Copy the records word for word, starting at the first line and ending at the line that contains "[(593, 190)]", with both of those lines included.

====

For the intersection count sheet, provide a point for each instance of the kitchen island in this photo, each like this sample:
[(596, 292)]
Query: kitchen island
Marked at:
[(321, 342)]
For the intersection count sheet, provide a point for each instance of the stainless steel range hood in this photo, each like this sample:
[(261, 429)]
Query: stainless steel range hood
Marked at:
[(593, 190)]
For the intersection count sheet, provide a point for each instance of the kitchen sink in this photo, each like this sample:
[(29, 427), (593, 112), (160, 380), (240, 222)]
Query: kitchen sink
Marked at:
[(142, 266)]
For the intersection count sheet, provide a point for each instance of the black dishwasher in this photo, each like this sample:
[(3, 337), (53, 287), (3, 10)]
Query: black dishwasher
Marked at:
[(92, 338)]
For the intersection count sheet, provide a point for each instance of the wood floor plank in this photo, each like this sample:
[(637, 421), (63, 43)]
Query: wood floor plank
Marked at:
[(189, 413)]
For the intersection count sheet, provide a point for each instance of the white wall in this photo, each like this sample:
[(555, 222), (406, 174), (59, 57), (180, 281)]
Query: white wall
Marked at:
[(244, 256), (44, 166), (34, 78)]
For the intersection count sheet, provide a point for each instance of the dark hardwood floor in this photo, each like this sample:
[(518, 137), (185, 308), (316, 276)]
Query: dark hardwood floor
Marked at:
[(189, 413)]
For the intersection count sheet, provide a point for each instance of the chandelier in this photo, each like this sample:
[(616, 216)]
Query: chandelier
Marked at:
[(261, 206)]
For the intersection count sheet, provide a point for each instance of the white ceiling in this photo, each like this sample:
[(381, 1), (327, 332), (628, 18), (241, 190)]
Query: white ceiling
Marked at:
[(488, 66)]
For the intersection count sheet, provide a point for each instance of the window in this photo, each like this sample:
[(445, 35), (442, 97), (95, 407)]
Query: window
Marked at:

====

### Expected answer
For the intersection count sheet, provide a point for each instance of the kitchen island in this photo, each like this sample:
[(596, 292)]
Query: kitchen island
Marked at:
[(321, 342)]
For the intersection count sheet, provide a point for each instance of the stainless steel range hood in this photo, each like this sample:
[(261, 429)]
Query: stainless steel range hood
Marked at:
[(593, 190)]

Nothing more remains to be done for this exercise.